--- Page ---
Why do I show up as Linux with browser reports?

Hi All,

Apologies if this topic has been done to death, its late here and I am tired.

I have tried with both Firefox and Chromium on FreeBSD and sites report me as using linux........ Various sites that allow me to test my browser report my 'navigator platform' as Linux, same deal with both Chromium and Firefox...

Whats going on here?

[me@bsd-desktop ~]$ file /usr/local/lib/firefox/firefox
/usr/local/lib/firefox/firefox: ELF 64-bit LSB pie executable, x86-64, version 1 (FreeBSD), dynamically linked, interpreter /libexec/ld-elf.so.1, for FreeBSD 14.1, FreeBSD-style, BuildID[sha
1]=0f499288269b1fd057129ca854b77f0f5302e311, with debug_info, not stripped

Apparently my navigator platform is Linux...

Whoever decided this was a bright idea are not doing the platform any favors as when webmasters look at site stats, it seems FreeBSD visitors will just show up as linux.
 
Yes, the browsers in ports are adjusted to send a Linux id. Otherwise too many web pages would break.
I'm a nobody round these parts, but my life is in enterprise web apps and this doesn't make much sense to me.

I.e. for some years now web compatibility has really been about Chrome (+derivatives/variants) vs Safari, with a sprinkling of Firefox. The underlying OS doesn't really come into it (Safari OSX/iOS notwithstanding). I can't fathom why linux would need special casing - even if somebody (for perhaps legacy reasons) wanted to special-case windows or OSX.
--- Provided data ---
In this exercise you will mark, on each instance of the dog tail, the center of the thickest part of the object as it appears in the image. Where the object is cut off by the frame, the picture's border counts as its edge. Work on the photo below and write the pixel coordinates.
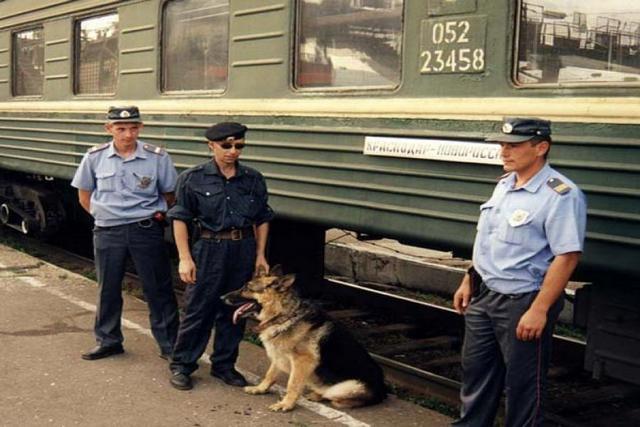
(352, 393)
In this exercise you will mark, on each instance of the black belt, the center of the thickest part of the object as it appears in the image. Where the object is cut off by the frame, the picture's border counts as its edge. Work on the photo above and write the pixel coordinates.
(233, 234)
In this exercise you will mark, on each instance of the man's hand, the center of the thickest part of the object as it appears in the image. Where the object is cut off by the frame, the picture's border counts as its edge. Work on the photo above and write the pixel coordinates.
(187, 270)
(463, 295)
(531, 325)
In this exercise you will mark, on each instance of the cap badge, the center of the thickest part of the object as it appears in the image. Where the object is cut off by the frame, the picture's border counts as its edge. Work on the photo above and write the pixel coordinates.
(518, 217)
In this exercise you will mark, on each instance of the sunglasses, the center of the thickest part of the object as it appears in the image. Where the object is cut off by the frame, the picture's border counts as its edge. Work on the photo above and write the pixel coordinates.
(228, 145)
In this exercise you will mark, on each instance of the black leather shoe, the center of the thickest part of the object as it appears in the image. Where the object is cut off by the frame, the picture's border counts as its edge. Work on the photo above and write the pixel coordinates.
(181, 381)
(102, 352)
(231, 377)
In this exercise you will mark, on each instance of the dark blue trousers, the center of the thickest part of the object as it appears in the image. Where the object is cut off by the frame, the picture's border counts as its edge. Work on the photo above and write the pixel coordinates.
(147, 249)
(493, 360)
(222, 266)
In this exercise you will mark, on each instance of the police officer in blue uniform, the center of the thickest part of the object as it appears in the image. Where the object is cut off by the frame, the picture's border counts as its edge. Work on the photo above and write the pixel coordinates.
(222, 206)
(126, 185)
(529, 240)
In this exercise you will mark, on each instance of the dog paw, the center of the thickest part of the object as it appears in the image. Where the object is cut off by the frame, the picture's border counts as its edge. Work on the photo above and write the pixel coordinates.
(282, 407)
(313, 396)
(254, 390)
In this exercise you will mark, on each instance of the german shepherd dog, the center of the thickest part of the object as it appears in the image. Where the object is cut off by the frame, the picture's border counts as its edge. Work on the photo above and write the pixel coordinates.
(302, 340)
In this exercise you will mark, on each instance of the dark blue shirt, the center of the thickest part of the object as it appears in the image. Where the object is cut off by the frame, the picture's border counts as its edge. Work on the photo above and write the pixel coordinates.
(204, 195)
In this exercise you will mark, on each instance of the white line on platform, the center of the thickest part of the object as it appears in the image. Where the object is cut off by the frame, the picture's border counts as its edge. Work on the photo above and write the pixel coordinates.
(318, 408)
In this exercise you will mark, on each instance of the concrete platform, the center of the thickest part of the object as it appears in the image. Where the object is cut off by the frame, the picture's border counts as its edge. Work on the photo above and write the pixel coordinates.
(46, 320)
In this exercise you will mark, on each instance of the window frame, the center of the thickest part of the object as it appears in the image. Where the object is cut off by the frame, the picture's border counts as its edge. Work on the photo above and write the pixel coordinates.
(161, 60)
(14, 62)
(75, 54)
(347, 90)
(516, 55)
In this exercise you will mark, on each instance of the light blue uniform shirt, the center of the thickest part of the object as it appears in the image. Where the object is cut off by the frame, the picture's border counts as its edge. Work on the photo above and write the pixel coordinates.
(521, 230)
(125, 190)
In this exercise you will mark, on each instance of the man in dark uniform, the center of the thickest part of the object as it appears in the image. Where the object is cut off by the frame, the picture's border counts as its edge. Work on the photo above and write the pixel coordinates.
(125, 184)
(224, 204)
(529, 240)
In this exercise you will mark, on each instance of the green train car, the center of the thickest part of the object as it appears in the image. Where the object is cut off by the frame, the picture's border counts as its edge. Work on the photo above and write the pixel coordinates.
(363, 114)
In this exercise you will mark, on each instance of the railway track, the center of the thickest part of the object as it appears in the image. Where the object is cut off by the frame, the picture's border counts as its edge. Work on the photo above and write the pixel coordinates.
(418, 345)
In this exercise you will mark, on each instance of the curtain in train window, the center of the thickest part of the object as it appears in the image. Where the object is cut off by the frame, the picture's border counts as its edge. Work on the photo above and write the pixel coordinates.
(97, 55)
(579, 41)
(195, 47)
(349, 43)
(28, 57)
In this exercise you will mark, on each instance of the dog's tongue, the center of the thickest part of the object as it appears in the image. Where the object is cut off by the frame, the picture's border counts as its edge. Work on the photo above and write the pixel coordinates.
(241, 310)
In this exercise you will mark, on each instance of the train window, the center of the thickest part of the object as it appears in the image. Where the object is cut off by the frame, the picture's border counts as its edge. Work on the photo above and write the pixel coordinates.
(97, 55)
(28, 60)
(195, 45)
(572, 42)
(354, 43)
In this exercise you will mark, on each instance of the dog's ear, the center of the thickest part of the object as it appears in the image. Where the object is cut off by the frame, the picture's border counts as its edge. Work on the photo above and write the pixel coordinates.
(260, 272)
(285, 282)
(276, 270)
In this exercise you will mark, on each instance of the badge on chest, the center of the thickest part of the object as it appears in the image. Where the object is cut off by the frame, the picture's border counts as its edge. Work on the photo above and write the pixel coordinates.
(518, 217)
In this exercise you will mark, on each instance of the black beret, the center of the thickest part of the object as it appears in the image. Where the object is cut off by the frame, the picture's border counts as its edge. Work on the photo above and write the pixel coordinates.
(224, 130)
(128, 114)
(517, 129)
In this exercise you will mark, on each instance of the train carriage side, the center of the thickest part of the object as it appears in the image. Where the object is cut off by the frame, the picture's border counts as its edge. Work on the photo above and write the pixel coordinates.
(367, 115)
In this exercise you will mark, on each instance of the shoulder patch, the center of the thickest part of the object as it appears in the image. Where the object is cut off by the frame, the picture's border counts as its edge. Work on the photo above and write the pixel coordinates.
(503, 176)
(97, 148)
(154, 149)
(558, 186)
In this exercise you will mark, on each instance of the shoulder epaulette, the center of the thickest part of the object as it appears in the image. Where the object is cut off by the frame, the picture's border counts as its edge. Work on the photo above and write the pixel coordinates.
(154, 149)
(558, 186)
(503, 176)
(97, 148)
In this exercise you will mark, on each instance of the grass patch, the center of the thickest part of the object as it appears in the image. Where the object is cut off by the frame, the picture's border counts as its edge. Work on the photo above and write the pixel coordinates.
(428, 402)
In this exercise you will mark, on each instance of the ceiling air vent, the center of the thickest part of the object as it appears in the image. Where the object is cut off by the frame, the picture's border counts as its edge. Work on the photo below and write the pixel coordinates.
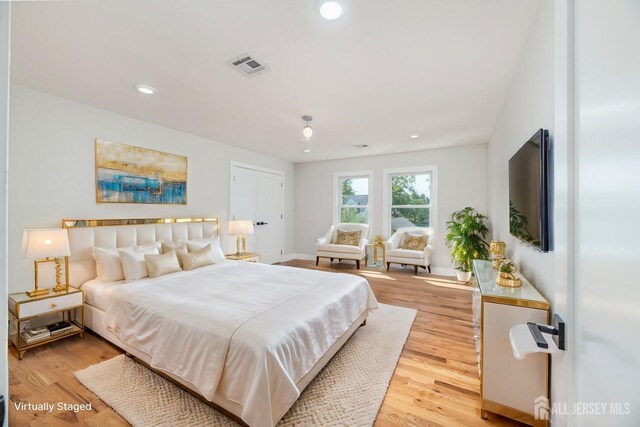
(247, 65)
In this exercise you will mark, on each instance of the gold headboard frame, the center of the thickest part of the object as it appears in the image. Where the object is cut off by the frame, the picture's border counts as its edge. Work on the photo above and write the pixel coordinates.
(79, 224)
(74, 223)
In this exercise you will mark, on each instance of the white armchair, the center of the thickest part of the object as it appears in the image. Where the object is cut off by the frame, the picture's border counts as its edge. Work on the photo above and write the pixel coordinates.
(327, 248)
(396, 255)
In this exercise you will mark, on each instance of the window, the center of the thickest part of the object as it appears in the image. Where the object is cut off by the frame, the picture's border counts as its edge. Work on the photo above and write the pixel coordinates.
(352, 197)
(409, 198)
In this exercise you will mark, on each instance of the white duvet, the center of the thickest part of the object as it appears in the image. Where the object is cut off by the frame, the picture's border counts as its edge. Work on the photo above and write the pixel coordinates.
(246, 331)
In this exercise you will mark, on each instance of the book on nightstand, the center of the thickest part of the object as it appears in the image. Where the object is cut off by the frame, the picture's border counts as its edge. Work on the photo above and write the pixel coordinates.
(59, 328)
(33, 336)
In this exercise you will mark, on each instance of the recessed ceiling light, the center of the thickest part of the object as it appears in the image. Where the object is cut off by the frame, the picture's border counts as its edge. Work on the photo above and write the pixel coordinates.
(146, 89)
(331, 10)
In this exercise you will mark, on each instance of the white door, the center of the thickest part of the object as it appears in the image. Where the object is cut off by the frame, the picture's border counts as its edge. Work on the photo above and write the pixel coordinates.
(257, 195)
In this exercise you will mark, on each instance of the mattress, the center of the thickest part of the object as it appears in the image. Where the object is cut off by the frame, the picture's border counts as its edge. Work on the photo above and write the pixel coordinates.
(245, 331)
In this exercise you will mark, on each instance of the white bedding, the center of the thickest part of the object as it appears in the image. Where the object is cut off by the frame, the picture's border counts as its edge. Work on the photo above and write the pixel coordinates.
(96, 292)
(246, 331)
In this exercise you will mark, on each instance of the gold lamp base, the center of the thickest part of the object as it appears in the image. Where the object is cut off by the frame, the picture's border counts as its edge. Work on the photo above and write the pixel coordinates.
(37, 292)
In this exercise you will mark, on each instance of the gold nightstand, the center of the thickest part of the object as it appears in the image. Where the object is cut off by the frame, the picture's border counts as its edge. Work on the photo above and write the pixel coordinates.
(250, 257)
(23, 308)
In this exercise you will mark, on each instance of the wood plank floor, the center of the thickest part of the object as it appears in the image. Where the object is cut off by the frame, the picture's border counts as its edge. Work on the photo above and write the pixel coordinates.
(435, 383)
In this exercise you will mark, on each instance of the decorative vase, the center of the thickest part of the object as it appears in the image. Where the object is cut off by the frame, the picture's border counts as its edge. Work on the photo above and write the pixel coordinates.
(463, 276)
(497, 249)
(507, 278)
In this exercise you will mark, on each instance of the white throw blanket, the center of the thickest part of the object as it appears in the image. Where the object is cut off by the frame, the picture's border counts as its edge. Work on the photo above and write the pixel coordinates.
(246, 331)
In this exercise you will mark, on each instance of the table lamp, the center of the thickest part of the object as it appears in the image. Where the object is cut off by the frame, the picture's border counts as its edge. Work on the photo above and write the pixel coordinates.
(46, 246)
(240, 229)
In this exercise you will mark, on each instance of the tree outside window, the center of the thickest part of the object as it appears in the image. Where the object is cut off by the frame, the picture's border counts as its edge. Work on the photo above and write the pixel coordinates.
(410, 200)
(354, 199)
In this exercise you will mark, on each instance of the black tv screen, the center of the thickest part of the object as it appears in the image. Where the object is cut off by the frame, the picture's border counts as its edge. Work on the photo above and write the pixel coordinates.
(529, 193)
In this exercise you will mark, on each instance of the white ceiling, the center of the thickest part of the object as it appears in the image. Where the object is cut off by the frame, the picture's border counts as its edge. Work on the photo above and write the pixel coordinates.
(385, 70)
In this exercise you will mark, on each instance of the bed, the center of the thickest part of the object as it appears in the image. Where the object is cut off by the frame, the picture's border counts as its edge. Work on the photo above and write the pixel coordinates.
(245, 337)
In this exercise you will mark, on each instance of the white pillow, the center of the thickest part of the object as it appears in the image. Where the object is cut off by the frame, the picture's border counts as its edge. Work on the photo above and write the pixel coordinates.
(218, 254)
(197, 259)
(108, 264)
(133, 263)
(166, 263)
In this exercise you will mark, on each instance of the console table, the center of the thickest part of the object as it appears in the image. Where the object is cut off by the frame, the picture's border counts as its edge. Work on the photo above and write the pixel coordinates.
(508, 386)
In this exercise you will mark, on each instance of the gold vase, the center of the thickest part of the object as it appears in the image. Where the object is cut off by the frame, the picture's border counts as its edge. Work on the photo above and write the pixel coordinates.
(508, 280)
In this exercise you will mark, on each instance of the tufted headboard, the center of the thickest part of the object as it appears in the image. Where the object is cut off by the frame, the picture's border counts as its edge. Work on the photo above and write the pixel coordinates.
(84, 234)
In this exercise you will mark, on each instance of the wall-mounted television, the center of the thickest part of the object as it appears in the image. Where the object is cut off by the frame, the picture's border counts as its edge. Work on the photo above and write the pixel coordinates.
(529, 192)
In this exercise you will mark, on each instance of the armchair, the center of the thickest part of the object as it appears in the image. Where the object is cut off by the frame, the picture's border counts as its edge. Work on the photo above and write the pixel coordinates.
(326, 248)
(396, 255)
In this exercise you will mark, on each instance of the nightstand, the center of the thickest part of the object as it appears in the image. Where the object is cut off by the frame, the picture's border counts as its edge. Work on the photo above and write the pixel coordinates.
(23, 308)
(250, 257)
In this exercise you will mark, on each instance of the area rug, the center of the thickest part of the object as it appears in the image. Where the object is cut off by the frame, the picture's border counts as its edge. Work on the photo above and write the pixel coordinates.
(347, 392)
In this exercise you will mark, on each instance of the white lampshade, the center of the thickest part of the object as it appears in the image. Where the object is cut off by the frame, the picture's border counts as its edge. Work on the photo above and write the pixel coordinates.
(240, 228)
(38, 244)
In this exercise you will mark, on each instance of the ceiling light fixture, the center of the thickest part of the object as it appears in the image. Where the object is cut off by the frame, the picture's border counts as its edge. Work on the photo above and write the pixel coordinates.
(146, 89)
(307, 131)
(331, 10)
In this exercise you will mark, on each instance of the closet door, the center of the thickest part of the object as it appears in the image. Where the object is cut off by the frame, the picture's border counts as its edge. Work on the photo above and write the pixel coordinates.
(257, 195)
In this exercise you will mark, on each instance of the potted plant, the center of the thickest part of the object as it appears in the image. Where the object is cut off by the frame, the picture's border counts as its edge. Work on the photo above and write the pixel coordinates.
(466, 238)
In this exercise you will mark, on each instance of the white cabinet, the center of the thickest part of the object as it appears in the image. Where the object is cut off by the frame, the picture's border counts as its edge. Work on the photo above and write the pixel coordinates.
(509, 386)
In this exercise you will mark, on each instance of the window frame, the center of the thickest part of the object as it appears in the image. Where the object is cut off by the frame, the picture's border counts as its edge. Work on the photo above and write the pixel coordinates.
(337, 194)
(387, 197)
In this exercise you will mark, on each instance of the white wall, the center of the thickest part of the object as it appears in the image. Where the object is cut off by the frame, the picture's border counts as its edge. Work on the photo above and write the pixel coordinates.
(462, 181)
(540, 96)
(528, 106)
(53, 170)
(608, 207)
(5, 43)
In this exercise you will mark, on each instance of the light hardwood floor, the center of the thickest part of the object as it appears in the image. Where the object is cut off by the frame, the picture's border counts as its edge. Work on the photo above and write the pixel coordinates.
(435, 383)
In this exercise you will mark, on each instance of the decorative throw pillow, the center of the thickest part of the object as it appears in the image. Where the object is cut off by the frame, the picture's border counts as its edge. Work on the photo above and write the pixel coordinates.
(218, 254)
(198, 258)
(108, 264)
(414, 242)
(133, 263)
(348, 237)
(173, 246)
(159, 265)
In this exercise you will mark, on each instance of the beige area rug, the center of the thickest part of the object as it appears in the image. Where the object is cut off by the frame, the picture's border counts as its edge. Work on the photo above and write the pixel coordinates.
(347, 392)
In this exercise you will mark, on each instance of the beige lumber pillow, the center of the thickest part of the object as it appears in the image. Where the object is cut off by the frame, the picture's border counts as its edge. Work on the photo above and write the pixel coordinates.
(414, 242)
(348, 237)
(159, 265)
(197, 259)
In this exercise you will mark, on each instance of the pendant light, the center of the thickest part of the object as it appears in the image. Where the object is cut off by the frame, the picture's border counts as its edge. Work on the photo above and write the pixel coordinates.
(307, 131)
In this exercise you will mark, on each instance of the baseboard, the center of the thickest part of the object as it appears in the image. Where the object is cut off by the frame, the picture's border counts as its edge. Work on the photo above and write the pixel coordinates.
(440, 271)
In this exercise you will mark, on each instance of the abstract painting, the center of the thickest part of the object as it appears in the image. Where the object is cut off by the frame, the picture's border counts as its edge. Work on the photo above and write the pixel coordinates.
(128, 174)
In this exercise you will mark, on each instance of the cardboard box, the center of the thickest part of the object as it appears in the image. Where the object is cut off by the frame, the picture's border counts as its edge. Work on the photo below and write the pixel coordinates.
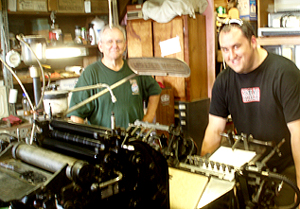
(40, 26)
(134, 12)
(247, 9)
(99, 6)
(32, 5)
(66, 6)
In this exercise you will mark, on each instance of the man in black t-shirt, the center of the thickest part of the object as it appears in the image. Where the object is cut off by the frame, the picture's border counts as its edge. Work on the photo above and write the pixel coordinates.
(261, 92)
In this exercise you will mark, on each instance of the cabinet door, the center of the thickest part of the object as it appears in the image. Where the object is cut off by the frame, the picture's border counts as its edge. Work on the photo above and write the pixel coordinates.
(139, 38)
(163, 32)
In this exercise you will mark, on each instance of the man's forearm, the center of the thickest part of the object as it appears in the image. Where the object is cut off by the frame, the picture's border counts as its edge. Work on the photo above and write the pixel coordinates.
(151, 109)
(76, 119)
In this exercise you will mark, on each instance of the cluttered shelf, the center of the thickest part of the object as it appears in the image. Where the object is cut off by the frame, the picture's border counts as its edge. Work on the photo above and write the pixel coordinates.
(55, 76)
(279, 40)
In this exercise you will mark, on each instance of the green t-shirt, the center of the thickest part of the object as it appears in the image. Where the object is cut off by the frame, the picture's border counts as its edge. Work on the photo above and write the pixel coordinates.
(130, 95)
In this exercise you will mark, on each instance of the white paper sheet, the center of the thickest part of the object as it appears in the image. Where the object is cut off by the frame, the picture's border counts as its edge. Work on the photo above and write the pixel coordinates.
(236, 157)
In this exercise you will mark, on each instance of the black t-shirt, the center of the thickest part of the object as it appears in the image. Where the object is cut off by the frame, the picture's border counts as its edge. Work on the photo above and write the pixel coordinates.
(261, 102)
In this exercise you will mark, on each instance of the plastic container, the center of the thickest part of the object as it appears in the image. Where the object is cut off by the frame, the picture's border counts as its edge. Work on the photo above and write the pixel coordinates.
(26, 106)
(98, 25)
(56, 102)
(78, 37)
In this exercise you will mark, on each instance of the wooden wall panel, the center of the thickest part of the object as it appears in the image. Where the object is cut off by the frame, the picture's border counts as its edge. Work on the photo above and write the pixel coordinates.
(139, 38)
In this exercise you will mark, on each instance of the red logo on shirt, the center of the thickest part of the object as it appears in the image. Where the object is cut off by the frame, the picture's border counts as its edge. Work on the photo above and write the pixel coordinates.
(250, 94)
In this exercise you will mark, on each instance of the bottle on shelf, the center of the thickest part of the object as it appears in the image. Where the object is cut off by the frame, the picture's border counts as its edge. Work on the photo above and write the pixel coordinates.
(91, 34)
(26, 106)
(98, 25)
(84, 35)
(78, 37)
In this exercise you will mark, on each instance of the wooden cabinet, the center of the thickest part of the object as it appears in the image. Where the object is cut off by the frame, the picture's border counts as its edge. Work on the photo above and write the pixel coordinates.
(262, 21)
(144, 38)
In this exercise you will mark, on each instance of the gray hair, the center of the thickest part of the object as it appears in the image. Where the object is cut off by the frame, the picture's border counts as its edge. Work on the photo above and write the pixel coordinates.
(107, 27)
(246, 28)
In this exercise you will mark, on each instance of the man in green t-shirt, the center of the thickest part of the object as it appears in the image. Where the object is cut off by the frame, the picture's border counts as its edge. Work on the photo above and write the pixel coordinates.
(109, 70)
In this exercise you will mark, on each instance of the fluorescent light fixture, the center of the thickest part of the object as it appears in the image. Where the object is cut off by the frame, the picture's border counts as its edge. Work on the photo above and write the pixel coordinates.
(65, 52)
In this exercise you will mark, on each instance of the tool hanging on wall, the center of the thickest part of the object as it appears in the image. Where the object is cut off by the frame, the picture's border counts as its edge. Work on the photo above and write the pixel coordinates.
(113, 13)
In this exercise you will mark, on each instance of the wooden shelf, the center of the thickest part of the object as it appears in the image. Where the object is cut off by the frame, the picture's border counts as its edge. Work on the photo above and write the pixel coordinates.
(279, 40)
(37, 13)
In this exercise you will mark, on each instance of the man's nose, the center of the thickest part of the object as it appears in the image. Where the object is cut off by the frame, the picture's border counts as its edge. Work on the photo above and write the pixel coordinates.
(231, 54)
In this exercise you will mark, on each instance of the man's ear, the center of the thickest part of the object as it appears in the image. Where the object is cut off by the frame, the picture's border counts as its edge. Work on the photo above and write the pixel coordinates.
(253, 41)
(100, 46)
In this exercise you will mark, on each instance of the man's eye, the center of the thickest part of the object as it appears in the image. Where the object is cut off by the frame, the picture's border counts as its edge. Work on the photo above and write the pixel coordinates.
(224, 50)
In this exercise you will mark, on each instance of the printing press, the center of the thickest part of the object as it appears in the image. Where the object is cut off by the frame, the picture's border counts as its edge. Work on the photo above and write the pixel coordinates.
(64, 165)
(83, 166)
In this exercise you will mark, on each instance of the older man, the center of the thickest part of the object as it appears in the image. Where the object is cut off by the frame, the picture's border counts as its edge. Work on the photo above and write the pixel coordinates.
(109, 70)
(261, 92)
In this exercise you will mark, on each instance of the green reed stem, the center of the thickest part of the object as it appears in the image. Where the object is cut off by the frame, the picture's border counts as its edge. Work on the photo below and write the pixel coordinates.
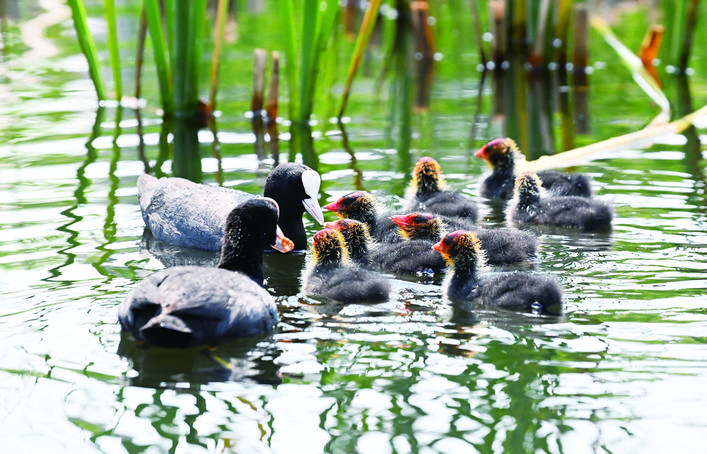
(286, 8)
(88, 47)
(109, 12)
(310, 23)
(159, 48)
(364, 34)
(189, 17)
(221, 13)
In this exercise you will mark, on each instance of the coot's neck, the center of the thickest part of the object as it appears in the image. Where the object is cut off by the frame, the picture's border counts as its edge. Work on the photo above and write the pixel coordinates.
(528, 195)
(290, 222)
(504, 165)
(427, 183)
(430, 231)
(365, 213)
(357, 245)
(327, 261)
(242, 252)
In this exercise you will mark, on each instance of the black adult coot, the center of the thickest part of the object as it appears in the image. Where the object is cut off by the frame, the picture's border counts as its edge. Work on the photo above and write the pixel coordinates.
(186, 306)
(500, 246)
(363, 207)
(506, 161)
(183, 213)
(428, 192)
(530, 205)
(330, 273)
(516, 290)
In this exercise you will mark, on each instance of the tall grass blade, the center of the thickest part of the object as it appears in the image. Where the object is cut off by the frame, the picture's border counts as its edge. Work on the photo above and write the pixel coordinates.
(140, 53)
(310, 23)
(187, 55)
(369, 21)
(287, 14)
(634, 64)
(109, 12)
(88, 47)
(637, 138)
(216, 58)
(159, 49)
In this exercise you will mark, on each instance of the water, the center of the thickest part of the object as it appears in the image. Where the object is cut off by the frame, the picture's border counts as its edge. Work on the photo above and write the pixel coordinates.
(622, 370)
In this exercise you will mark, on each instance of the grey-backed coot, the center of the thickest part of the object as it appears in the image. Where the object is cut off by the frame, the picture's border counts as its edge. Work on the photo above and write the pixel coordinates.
(505, 159)
(516, 290)
(184, 213)
(186, 306)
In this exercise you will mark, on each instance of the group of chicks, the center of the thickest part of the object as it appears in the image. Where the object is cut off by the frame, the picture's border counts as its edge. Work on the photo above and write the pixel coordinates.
(440, 232)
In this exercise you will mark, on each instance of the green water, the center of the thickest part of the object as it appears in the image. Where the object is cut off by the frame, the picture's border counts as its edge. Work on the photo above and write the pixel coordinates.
(622, 370)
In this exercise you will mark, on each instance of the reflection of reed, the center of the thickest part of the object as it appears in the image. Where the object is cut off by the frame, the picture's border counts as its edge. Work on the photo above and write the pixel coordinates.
(80, 199)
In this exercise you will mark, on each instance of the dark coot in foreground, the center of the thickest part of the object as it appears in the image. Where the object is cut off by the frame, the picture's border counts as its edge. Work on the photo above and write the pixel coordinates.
(429, 192)
(183, 213)
(363, 207)
(514, 290)
(531, 206)
(330, 273)
(187, 306)
(500, 246)
(506, 161)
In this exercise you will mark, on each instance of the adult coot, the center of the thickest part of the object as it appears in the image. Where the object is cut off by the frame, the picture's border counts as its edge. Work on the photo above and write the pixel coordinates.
(506, 159)
(184, 213)
(330, 273)
(531, 206)
(429, 192)
(516, 290)
(186, 306)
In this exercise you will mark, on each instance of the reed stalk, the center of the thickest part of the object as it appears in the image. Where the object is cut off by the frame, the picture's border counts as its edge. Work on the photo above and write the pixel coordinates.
(189, 21)
(109, 12)
(260, 57)
(478, 31)
(221, 13)
(364, 35)
(286, 9)
(88, 47)
(638, 138)
(274, 91)
(159, 49)
(634, 64)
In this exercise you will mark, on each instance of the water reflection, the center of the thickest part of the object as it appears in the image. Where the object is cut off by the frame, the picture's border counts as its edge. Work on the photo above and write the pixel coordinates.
(248, 359)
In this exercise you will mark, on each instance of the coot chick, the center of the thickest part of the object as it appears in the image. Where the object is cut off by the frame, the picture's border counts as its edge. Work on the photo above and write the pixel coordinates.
(356, 238)
(506, 160)
(331, 275)
(500, 246)
(428, 192)
(186, 306)
(183, 213)
(516, 290)
(531, 206)
(404, 257)
(363, 207)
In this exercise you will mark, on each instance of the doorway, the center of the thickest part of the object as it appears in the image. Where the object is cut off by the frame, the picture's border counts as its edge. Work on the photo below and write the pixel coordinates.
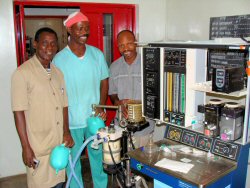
(107, 20)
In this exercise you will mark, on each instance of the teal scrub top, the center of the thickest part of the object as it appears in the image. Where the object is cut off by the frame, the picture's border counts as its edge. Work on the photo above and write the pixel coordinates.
(83, 78)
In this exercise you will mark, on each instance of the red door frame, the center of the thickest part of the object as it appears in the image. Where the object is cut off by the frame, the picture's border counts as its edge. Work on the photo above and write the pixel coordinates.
(109, 8)
(82, 6)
---
Directions -
**1)** Reproduce, word for word, the passage of the FreeBSD browser thread that opens with the words containing "Whats going on" and closes with "pages would break.".
**2)** Carry on the thread about FreeBSD browsers reporting Linux, writing what would follow its last sentence.

Results of the exercise -
**1)**
Whats going on here?

[me@bsd-desktop ~]$ file /usr/local/lib/firefox/firefox
/usr/local/lib/firefox/firefox: ELF 64-bit LSB pie executable, x86-64, version 1 (FreeBSD), dynamically linked, interpreter /libexec/ld-elf.so.1, for FreeBSD 14.1, FreeBSD-style, BuildID[sha
1]=0f499288269b1fd057129ca854b77f0f5302e311, with debug_info, not stripped

Apparently my navigator platform is Linux...

Whoever decided this was a bright idea are not doing the platform any favors as when webmasters look at site stats, it seems FreeBSD visitors will just show up as linux.
 
Yes, the browsers in ports are adjusted to send a Linux id. Otherwise too many web pages would break.

**2)**
Also, the idiomatic way would be to include something like "like Linux" - just as Chrome includes "like Gecko" for legacy compatibility reasons - so "FreeBSD, like Linux" should have the same effect, whilst still allowing browser stats detection to see that its really FreeBSD.

All that said, I have the strong perception that FreeBSD folk generally do know what they're doing, and don't suffer fools (one of the many reasons I want to come back to FreeBSD!) - so I'd be really interested to find out more about why this is done. I can start grepping the ports source, but if you know of any writeup/mailinglist posts let me know. Thanks :)

(and fwiw, in my day job and hobbies its all the same code for everyone, except the the odd Safari special-casing. nothing else)
 
Yes, the browsers in ports are adjusted to send a Linux id. Otherwise too many web pages would break.
Personally I find that unlikely in 2024, most sites are using generic things like HTML, Javascript and CSS those are all pretty universal and not platform specific - has anyone actually tried leaving it as the default in recent times and let it report FreeBSD to see what the experience is like?

How do I undo this change and let it report the truth?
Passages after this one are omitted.